Data excerpts:
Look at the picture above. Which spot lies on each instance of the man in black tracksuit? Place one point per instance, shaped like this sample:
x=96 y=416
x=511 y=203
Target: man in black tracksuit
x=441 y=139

(Assignment):
Write out each record exactly, without addition or omission.

(Written response):
Look at the picture above. Which spot lies on each instance of the man in black tracksuit? Place one point per instance, shaped like this sample:
x=96 y=416
x=511 y=203
Target: man in black tracksuit
x=441 y=139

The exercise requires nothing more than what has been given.